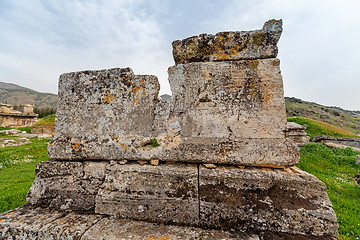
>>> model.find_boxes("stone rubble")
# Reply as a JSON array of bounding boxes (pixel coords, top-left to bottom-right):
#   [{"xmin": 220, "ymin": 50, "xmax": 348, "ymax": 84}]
[
  {"xmin": 285, "ymin": 122, "xmax": 310, "ymax": 146},
  {"xmin": 0, "ymin": 19, "xmax": 338, "ymax": 240},
  {"xmin": 0, "ymin": 130, "xmax": 52, "ymax": 148}
]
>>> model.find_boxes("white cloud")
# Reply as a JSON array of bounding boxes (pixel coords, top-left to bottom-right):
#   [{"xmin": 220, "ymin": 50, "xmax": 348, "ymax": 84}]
[
  {"xmin": 0, "ymin": 0, "xmax": 359, "ymax": 109},
  {"xmin": 196, "ymin": 0, "xmax": 360, "ymax": 110},
  {"xmin": 0, "ymin": 0, "xmax": 173, "ymax": 94}
]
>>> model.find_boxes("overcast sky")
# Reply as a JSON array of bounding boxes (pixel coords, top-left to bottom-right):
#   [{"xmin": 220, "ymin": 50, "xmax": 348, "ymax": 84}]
[{"xmin": 0, "ymin": 0, "xmax": 359, "ymax": 110}]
====
WHAT YOU WILL DO:
Please output the material above again, exactly, and omit every image.

TASK RESPONSE:
>>> model.find_boxes("stone rubble")
# Reply as a JSON array of bounding boxes (pixel coords, top-left to bottom-right):
#   [{"xmin": 220, "ymin": 50, "xmax": 348, "ymax": 84}]
[
  {"xmin": 285, "ymin": 122, "xmax": 310, "ymax": 146},
  {"xmin": 0, "ymin": 19, "xmax": 338, "ymax": 240},
  {"xmin": 0, "ymin": 130, "xmax": 52, "ymax": 148}
]
>>> model.find_boxes("white cloud")
# Reply as a JSON array of bounding boxes (pixel coords, top-left to bottom-right):
#   [{"xmin": 220, "ymin": 50, "xmax": 348, "ymax": 84}]
[
  {"xmin": 0, "ymin": 0, "xmax": 359, "ymax": 109},
  {"xmin": 196, "ymin": 0, "xmax": 360, "ymax": 110},
  {"xmin": 0, "ymin": 0, "xmax": 173, "ymax": 94}
]
>>> model.find_boxes("overcast sky")
# Reply as a JSON array of bounding boxes (pixel coords, top-left to bottom-right):
#   [{"xmin": 220, "ymin": 50, "xmax": 348, "ymax": 84}]
[{"xmin": 0, "ymin": 0, "xmax": 359, "ymax": 110}]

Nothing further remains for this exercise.